> **Excerpt provided**:
Dietician Tips: Add Brain-Boosting Foods to Your Diet

Dietician Tips: Add Brain-Boosting Foods to Your Diet

Research has long suggested a link between eating healthy, brain-boosting food and a reduced risk of memory decline.

One such study published by the American Academy of Neurology revealed that participants with the healthiest diets were 24 percent less likely to experience a decline in memory than those with the least healthy diets.

But what exactly are those “healthy” foods? With fad diets in the news and an increase in processed foods for convenience, it can sometimes be difficult to determine the best foods for both physical health and brain function.

To maximize memory power, nutritionists suggest a diet rich in vegetables, fruits, legumes, and seafood. Even a morning cup of Joe can be beneficial to our brain health!


Choose dark, leafy greens like spinach, kale, broccoli, and collards, which are rich in disease-fighting healthy nutrients like folate, beta carotene, and vitamin K, and have been shown to slow cognitive decline.


Berries are the superstar of the fruit food group thanks to antioxidants that can improve brain function. A study by researchers at Harvard’s Brigham and Women’s Hospital found that women who consumed two or more servings of strawberries and blueberries each week delayed memory decline by up to two-and-a-half years. Other fruits rich in memory-boosting nutrients include grapes (resveratrol) and watermelon (lycopene).


This broad class of vegetables includes peas, lentils, and beans, and provides a host of nutritional benefits. In addition to being in low in fat and cholesterol-free, legumes also provide memory-boosting folate and vitamin B. The wide variety of foods in this group make them easy to add to your diet: toss in soups (black beans or kidney beans) and salads (cannellini beans or chickpeas), add to a ground meat (lentils or pinto beans), or eat as a snack (edamame or soy nuts).

> **Task item A**:
In the article on brain-boosting foods, how much less likely were the people with the healthiest diets to have memory decline?
> **Task item B**:
Write the next part of the article on brain-boosting foods, starting after its last sentence.
You can ignore the lines that come after this.

> **Data supplied**:

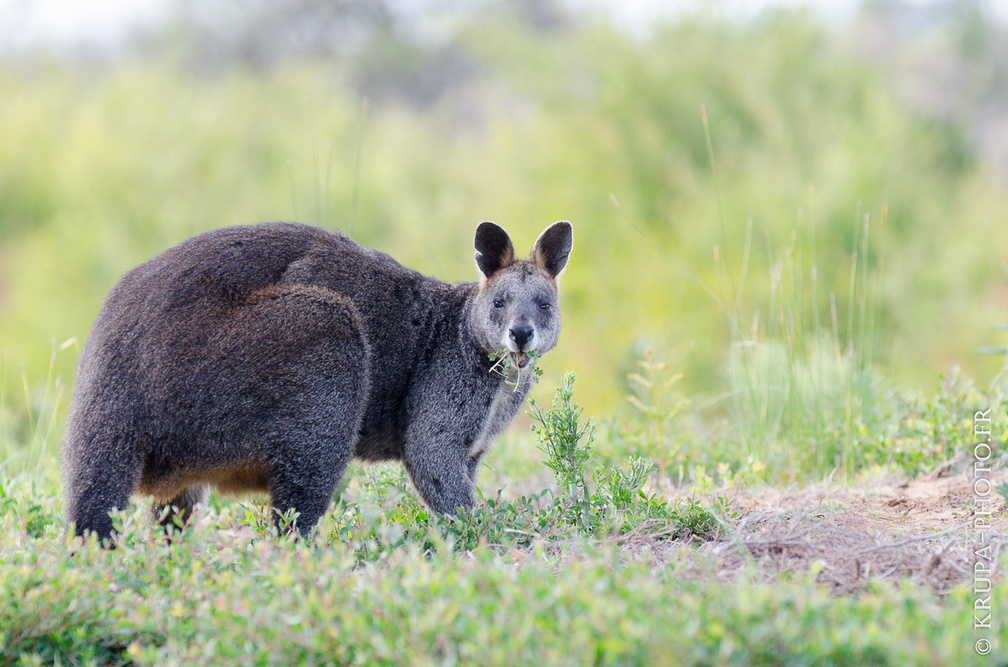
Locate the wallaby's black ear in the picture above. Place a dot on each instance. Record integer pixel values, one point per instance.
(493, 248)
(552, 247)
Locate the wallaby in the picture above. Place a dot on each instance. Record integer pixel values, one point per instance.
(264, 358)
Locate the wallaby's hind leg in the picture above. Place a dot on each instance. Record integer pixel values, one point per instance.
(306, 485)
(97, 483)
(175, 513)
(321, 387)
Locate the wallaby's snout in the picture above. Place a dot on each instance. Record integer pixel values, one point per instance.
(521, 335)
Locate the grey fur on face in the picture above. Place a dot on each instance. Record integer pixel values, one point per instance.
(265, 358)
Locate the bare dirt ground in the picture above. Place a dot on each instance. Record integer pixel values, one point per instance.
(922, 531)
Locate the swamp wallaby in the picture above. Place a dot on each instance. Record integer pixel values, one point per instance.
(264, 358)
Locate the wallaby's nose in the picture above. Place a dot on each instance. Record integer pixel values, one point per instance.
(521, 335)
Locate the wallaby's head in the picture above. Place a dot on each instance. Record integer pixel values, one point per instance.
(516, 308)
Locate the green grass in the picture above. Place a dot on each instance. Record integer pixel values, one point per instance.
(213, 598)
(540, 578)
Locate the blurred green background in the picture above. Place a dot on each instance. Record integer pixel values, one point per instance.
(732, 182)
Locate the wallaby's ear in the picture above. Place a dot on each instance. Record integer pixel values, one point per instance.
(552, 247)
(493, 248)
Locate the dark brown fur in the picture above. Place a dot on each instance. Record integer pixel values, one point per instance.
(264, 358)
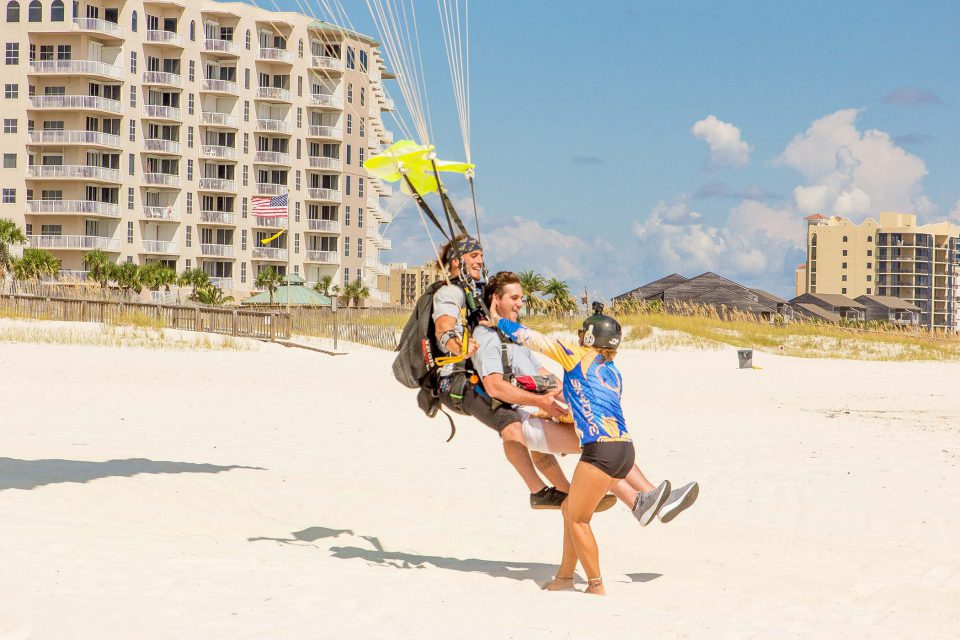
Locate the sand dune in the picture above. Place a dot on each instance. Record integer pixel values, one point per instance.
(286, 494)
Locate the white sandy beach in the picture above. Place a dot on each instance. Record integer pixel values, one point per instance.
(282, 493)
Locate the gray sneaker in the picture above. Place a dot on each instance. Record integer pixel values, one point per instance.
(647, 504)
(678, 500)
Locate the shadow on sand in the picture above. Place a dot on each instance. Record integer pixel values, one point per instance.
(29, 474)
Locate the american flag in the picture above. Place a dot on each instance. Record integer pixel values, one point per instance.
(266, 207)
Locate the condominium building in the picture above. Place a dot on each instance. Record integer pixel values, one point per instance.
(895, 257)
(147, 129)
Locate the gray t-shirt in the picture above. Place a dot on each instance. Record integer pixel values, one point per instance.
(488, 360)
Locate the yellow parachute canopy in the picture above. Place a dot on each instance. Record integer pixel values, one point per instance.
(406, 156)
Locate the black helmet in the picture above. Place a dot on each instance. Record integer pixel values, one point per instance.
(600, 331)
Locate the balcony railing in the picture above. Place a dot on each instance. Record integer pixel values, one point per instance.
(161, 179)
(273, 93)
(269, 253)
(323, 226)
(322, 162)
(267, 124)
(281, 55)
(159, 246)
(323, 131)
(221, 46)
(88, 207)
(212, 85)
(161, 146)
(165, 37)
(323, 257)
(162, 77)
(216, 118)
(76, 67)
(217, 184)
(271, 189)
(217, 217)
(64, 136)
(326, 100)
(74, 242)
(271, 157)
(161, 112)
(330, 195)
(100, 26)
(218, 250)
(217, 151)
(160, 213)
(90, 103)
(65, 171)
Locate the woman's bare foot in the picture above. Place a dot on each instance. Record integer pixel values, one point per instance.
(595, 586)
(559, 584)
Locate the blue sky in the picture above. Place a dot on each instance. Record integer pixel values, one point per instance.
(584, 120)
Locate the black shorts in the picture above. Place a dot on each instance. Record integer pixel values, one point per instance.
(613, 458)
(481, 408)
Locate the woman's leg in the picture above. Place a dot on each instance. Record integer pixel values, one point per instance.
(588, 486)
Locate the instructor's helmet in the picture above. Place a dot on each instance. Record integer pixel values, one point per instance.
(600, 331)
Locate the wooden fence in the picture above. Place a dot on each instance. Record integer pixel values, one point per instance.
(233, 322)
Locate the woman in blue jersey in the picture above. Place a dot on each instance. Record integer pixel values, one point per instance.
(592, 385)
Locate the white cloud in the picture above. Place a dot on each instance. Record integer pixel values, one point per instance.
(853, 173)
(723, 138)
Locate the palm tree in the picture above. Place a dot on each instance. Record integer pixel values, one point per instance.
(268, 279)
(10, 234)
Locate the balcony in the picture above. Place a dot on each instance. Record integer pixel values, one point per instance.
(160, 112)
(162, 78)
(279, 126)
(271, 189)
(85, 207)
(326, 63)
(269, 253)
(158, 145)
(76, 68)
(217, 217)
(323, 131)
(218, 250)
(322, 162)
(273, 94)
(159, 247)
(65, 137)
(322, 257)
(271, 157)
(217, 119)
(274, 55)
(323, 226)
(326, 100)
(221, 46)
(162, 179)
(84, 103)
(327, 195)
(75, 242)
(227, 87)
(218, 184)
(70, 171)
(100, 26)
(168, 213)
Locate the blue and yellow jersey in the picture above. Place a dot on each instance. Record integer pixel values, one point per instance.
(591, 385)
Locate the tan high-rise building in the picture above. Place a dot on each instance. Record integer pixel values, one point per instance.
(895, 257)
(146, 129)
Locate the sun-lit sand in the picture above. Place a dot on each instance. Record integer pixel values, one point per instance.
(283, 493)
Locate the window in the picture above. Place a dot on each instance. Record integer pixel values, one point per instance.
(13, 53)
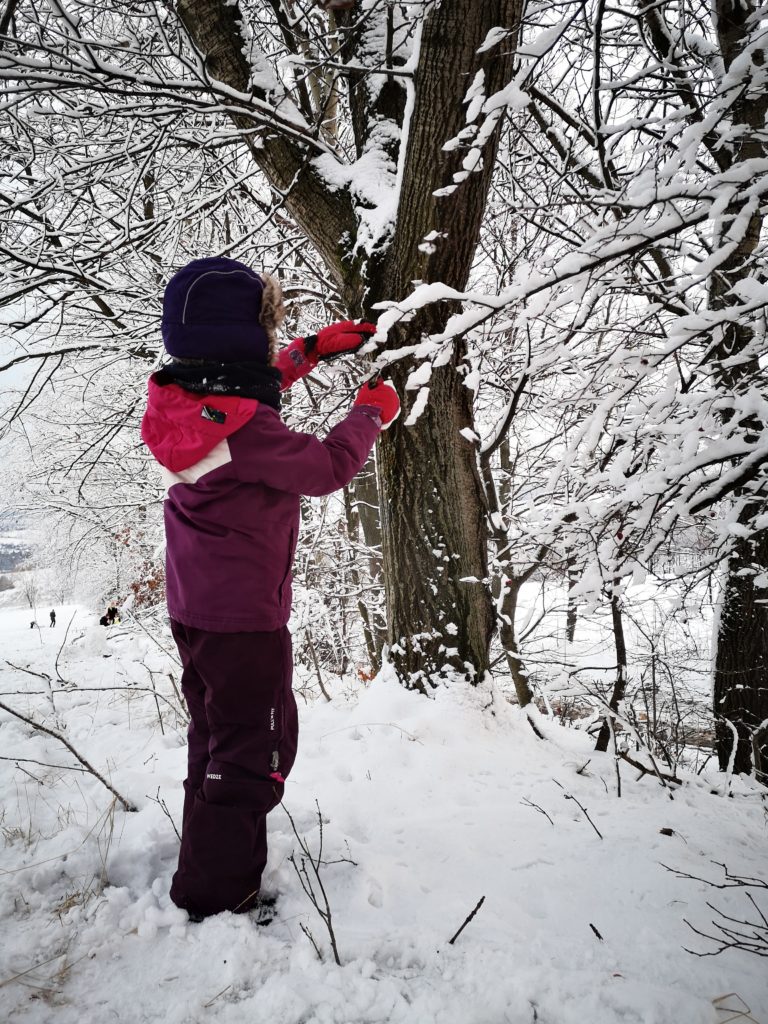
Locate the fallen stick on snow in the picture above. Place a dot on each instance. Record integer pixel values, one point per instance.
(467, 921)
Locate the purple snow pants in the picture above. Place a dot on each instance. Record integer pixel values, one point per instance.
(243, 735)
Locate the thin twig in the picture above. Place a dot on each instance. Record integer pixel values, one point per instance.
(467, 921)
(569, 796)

> **Written reply A**:
They were 24 percent less likely than those with the least healthy diets.

> **Written reply B**:
Select fatty fish, which are abundant in omega-3 fatty acids: salmon, mackerel, herring, sardines, and trout. Not a fan of fish? Other foods that can provide an omega-3 fatty acid in your diet include flax seeds, chia seeds, and walnuts, which have an alpha-linolenic acid (ALA) omega-3 fat.

Coffee and tea

The jolt of caffeine can feel like a quick boost to your brain, but researchers believe it may also have a positive long-term benefit: providing protection from Alzheimer’s disease. The disorder attacks the brain’s nerve cells (neurons), causing memory loss and changes in behavior and thought patterns. Coffee has antioxidants that may help protect neurons, and green tea has some that may help prevent the clusters of proteins believed to cause the disease.  

Food for thought

Research is showing what’s been long suspected: some foods are proving to be better for long-term brain health. Add a variety of these nutrient-rich, brain-boosting options to your daily diet and you’ll be improving your chances of maintaining and supporting a healthy brain into the future.